» **Text extract**:

# Which anti pull harness



## creaky (Nov 5, 2012)

Hi
Rosie will walk and heal when she wants to but if she is excited or wants to go in a different direction to me then she pulls like mad, usually with front paws in the air.
I just wondered if anyone could recommend an anti pull harness.
I will be training her as well but a harness will help, especially when my 8 yr old daughter is walking with her.
Thanks
Angie


----------



## Hfd (Aug 19, 2011)

We tried the gencon harness but Billy didn't like having it around his nose. The Halti harness does a good job and just goes around the chest then you clip your lead on the back. Always use it when my kids are walking him so he doesn't pull too much.


----------



## tessybear (May 1, 2011)

Mine pull on their leads but never on an ordinary harness. Have you tried one of those first?


----------



## jane13 (Mar 17, 2012)

I use 'Happy at Heel' harness from Pure Dog Listener. It was recommended to me by a another Cockapoo owner. I couldnt believe the difference it made straight away. Buddy is 1 now and I have just purchased the next size harness. I ordered it on line-for £20 you get a harness, lead and dvd. It is money well spent!

» **Record set**:
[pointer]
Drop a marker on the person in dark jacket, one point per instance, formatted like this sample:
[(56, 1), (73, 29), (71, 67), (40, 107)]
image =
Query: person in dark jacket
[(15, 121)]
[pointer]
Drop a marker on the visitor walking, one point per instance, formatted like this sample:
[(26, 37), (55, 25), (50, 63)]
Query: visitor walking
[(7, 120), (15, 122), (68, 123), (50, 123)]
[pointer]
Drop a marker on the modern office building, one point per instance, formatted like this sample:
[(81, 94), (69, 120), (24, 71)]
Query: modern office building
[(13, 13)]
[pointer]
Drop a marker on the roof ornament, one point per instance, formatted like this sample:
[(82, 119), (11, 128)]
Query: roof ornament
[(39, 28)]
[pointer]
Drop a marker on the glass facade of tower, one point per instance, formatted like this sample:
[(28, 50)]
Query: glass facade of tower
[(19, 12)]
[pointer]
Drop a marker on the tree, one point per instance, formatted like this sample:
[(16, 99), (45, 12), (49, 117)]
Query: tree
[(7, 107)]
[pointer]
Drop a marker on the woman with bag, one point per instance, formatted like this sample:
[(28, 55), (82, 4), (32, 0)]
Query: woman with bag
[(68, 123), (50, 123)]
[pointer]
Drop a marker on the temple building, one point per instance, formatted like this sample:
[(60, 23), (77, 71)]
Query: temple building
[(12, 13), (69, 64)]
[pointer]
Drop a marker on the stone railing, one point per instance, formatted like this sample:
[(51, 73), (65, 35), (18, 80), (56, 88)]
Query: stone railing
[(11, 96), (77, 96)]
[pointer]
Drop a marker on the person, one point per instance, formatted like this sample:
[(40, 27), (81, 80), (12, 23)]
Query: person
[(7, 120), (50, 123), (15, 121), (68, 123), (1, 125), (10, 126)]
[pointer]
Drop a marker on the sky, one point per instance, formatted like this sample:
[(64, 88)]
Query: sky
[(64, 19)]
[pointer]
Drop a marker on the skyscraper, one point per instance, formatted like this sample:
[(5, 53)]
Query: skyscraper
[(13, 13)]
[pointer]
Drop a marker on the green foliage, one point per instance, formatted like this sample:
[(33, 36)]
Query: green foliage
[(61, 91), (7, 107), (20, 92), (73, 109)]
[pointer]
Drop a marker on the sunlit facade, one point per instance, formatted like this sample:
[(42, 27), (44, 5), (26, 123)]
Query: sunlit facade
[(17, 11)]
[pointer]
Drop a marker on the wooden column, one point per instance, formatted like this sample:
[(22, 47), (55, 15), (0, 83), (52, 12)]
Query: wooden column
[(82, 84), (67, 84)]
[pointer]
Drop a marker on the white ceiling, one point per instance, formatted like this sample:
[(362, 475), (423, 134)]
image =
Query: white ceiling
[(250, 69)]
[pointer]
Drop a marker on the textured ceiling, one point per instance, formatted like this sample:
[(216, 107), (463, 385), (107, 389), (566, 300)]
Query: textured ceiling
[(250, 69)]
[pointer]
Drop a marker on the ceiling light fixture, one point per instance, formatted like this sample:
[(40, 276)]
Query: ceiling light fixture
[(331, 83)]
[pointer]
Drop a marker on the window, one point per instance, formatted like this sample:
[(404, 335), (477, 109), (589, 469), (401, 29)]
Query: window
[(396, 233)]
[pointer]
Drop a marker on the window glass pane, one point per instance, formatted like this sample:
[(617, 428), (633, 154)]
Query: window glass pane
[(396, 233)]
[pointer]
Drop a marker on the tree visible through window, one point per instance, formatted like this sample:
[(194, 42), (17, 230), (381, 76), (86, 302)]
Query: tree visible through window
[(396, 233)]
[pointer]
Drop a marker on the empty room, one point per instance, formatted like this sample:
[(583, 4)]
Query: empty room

» **Direction**:
Proceed with the forum thread on anti-pull harnesses, picking up right after its last post. The records are separate material with no connection to the forum thread.

» **Task result**:
----------



## Lottalove (Feb 24, 2013)

*Anti-pull harness*

Personally, I really like the Premier 'Easy Walk' harness. 

I have tried the 'Happy at hee' but I am not keen that you have to thread the lead through the harness (fiddly after a muddy walk!) and also that you can only walk with your dog on the same side all the time. The 'Happy at heel' is also quite heavy and the lead very long with a heavy clasp. 

The 'Easy Walk' is lighter in weight, you can walk either side of your dog and IT WORKS! Lotta walks beautifully on the 'Easy Walk'. We had the small size when she was a puppy and have just bought the small/medium size which is a perfect fit for her. It does need to fit well as it needs to be quite snug and tight to work. Walking is now a pleasure again.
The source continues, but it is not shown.